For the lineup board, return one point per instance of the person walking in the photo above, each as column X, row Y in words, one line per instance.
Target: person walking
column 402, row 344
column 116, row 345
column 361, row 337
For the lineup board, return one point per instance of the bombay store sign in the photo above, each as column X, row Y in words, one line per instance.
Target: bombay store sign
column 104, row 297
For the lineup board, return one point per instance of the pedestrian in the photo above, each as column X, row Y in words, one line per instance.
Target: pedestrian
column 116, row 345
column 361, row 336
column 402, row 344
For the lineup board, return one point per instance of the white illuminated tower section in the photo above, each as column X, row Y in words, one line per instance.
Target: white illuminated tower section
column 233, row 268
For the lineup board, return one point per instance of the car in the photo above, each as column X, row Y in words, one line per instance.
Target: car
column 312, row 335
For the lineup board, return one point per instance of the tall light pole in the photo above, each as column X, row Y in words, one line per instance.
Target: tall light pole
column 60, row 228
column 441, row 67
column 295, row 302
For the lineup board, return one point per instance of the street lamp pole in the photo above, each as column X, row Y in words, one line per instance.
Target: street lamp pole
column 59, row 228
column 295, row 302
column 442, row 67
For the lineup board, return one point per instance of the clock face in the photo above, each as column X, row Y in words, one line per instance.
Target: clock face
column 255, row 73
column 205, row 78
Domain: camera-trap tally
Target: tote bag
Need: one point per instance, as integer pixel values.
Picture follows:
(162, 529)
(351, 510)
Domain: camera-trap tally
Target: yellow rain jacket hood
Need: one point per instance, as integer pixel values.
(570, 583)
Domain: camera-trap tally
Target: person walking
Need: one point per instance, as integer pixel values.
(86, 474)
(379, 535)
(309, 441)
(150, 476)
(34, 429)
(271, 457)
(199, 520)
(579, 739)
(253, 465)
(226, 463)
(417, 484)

= PROBLEM STATEMENT =
Reproduce every entry above verbatim, keeping each line and its order unchanged.

= ANSWER TO THIS TASK =
For the lineup board, return one point per instance of the person walking in the photo above, each as column X, row Y in words, one line per instance.
Target: person walking
column 402, row 344
column 116, row 345
column 361, row 337
For the lineup board, return one point per instance of the bombay store sign in the photo above, each as column X, row Y in words, one line per instance.
Target: bombay store sign
column 104, row 297
For the lineup board, return one point per instance of the pedestrian in the photo above, each as column X, row Y in words, one line per instance.
Target: pedestrian
column 116, row 345
column 361, row 336
column 402, row 344
For the lineup board, return one point per instance of the white illuminated tower section in the photo above, each as column X, row Y in words, one line per instance.
Target: white illuminated tower section
column 233, row 268
For the lineup board, return one point per instance of the car in the photo above, each as column X, row Y in words, one line per instance.
Target: car
column 312, row 335
For the lineup board, return one point per instance of the tall light pole in the photo above, each as column X, row Y in words, one line per instance.
Target: tall light pole
column 60, row 228
column 441, row 67
column 295, row 302
For the lineup board, return one point per instance of the street lamp pole in the photo above, each as column X, row Y in words, one line per instance.
Target: street lamp pole
column 59, row 228
column 295, row 302
column 442, row 67
For the lineup board, return one point per instance of the clock face in the photo above, each as column X, row Y in words, one line per instance.
Target: clock face
column 255, row 73
column 205, row 78
Domain: camera-trap tally
Target: tote bag
Need: one point per instance, as integer pixel values.
Picture follows:
(162, 529)
(351, 510)
Domain: camera-trap tally
Target: yellow rain jacket hood
Need: one point per instance, as integer pixel values.
(570, 583)
Domain: camera-trap tally
Target: person walking
Need: one point per instance, as integer pixel values.
(86, 474)
(379, 535)
(309, 441)
(150, 476)
(34, 429)
(271, 457)
(199, 520)
(579, 739)
(253, 465)
(226, 463)
(417, 484)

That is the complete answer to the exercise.